##### THE RECORDS #####

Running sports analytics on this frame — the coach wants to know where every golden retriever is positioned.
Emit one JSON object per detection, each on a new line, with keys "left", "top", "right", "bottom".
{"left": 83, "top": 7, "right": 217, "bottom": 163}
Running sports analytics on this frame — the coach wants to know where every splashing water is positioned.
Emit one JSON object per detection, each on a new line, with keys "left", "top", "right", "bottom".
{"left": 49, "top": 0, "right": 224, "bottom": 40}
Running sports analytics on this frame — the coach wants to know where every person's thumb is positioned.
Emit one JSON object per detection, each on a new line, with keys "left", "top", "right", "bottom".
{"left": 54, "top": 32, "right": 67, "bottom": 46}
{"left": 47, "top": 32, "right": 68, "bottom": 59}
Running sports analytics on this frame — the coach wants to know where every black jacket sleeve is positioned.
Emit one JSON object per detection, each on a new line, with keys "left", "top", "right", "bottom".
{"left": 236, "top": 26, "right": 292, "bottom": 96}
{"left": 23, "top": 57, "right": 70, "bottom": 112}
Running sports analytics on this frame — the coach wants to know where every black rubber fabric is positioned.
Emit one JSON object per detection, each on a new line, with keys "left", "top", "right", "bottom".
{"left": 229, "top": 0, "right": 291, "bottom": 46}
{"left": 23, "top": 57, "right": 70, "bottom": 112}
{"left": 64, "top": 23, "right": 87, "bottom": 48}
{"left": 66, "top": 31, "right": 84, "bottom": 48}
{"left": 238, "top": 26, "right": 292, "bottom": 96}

#####
##### THE RECORDS #####

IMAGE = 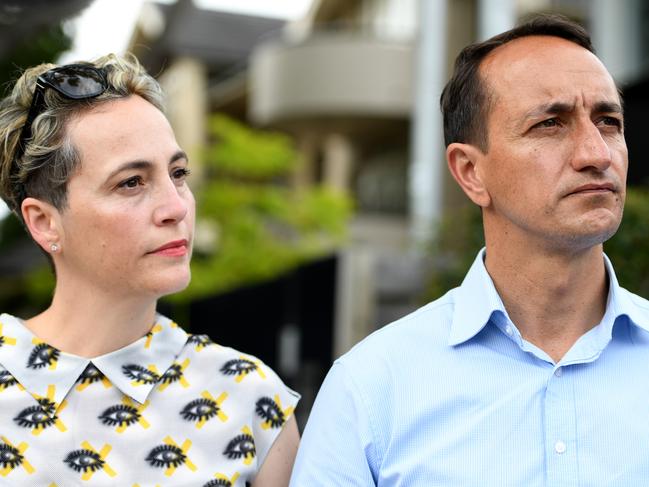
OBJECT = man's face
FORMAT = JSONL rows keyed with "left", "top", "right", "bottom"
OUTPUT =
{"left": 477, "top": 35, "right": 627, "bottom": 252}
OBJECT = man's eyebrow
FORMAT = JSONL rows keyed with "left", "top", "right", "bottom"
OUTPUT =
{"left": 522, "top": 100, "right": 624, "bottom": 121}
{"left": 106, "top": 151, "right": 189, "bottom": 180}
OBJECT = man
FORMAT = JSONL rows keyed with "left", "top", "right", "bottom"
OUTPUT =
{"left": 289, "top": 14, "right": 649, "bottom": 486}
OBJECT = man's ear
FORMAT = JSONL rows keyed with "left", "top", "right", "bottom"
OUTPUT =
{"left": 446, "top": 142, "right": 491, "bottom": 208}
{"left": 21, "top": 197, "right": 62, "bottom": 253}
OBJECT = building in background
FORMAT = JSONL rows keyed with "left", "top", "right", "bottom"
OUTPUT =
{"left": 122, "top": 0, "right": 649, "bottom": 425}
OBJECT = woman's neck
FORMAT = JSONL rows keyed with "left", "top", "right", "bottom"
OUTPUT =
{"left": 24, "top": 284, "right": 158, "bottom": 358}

#####

Pull every line that holds the string "analytics" out of the records.

**OUTPUT OF THE TASK**
Running sports analytics on this frame — the coach wants to know where every golden retriever is positioned.
Running sports analytics on this frame — the coach wants to know where every splashing water is positioned.
Running sports analytics on this frame — the coach wants to know where every person's thumb is positioned.
Running sports analytics on this frame — the coach wants to know where every black jacket sleeve is positioned.
Running sports analytics on this frame — the coach wants to know where every black rubber fabric is positioned.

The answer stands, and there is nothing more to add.